Stored dataset items:
___

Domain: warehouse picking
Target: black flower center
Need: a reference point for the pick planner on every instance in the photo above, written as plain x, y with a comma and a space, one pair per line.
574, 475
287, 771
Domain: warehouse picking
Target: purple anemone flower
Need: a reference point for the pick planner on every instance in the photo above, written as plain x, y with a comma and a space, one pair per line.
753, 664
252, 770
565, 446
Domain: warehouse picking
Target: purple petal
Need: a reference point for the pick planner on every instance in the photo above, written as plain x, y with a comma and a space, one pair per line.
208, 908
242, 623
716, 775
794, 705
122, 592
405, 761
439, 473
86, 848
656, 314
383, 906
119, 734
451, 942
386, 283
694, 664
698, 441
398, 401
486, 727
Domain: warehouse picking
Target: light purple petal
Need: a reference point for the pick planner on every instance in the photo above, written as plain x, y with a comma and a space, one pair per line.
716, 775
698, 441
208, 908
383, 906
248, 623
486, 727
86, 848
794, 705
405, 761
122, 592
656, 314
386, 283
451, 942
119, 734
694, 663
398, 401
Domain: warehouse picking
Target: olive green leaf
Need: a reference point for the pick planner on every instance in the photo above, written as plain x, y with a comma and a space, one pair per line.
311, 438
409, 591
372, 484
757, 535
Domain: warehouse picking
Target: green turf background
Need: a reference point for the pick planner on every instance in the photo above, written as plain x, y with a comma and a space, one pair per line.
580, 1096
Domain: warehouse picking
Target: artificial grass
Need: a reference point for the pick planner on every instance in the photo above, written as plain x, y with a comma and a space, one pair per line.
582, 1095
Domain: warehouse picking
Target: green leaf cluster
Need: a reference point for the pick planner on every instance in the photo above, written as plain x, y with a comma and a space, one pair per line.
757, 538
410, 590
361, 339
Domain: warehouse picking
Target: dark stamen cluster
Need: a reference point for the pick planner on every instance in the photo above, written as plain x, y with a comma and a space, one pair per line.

___

**EXERCISE PROMPT:** Reproduce the full listing word for word.

**EXERCISE SOLUTION:**
Domain: warehouse picking
Target: black flower center
Need: a reference point for the pick planner on every instance in the photo above, written as plain x, y with a comma and a space, one pair per line.
574, 475
287, 771
Domain: warehouse picking
Target: purple anemone flower
Need: a reference point for the pick planner on every instance in the photo above, written as plain x, y with a comma and a space, one pair per line.
753, 664
252, 770
565, 446
Domain: warehouse picking
Target: purple petal
Need: a reference point for the pick planner on every instance in the photo above, written as plain x, y with a comma and a space, one pair per line.
208, 908
242, 623
716, 775
794, 705
122, 592
405, 761
439, 473
86, 848
656, 314
383, 906
119, 734
451, 942
386, 283
694, 664
698, 441
398, 401
486, 727
Domain: warehouse picking
Target: light purple petal
Need: a reference point for the pick planner on every instance in the photo above, written as plain x, y with a comma and a space, one pair per line.
716, 775
698, 441
208, 908
383, 906
248, 623
486, 727
86, 848
794, 705
405, 761
122, 592
656, 314
386, 283
451, 942
119, 734
694, 663
398, 401
Domain: warehouse picking
Target: olive green leaf
Need: a reference point for the pick planner on every instance in the photo above, written as plain x, y with a comma and a space, one pair per line.
311, 438
409, 591
372, 484
757, 535
Domain: warehouse picking
Target: green turf background
Need: a reference point for the pick planner on every instance in the photo above, written as plain x, y with a comma and a space, one pair per line.
580, 1096
Domain: warehouse picking
Target: artificial grass
Need: a reference point for the pick planner on every instance in the photo above, written as plain x, y with a comma and a space, one pair per line.
582, 1095
Domain: warehouse picking
Target: green leaf cluster
Need: a reference point for the pick planner on every instance in the photo above, written as plain x, y with a comma and a space, one pair per line.
757, 538
410, 590
361, 339
Domain: warehouse picking
Target: dark stamen cluster
Need: a reference point for the pick planner on every instance in the photo above, written as plain x, y with a comma and a space, one pair per line.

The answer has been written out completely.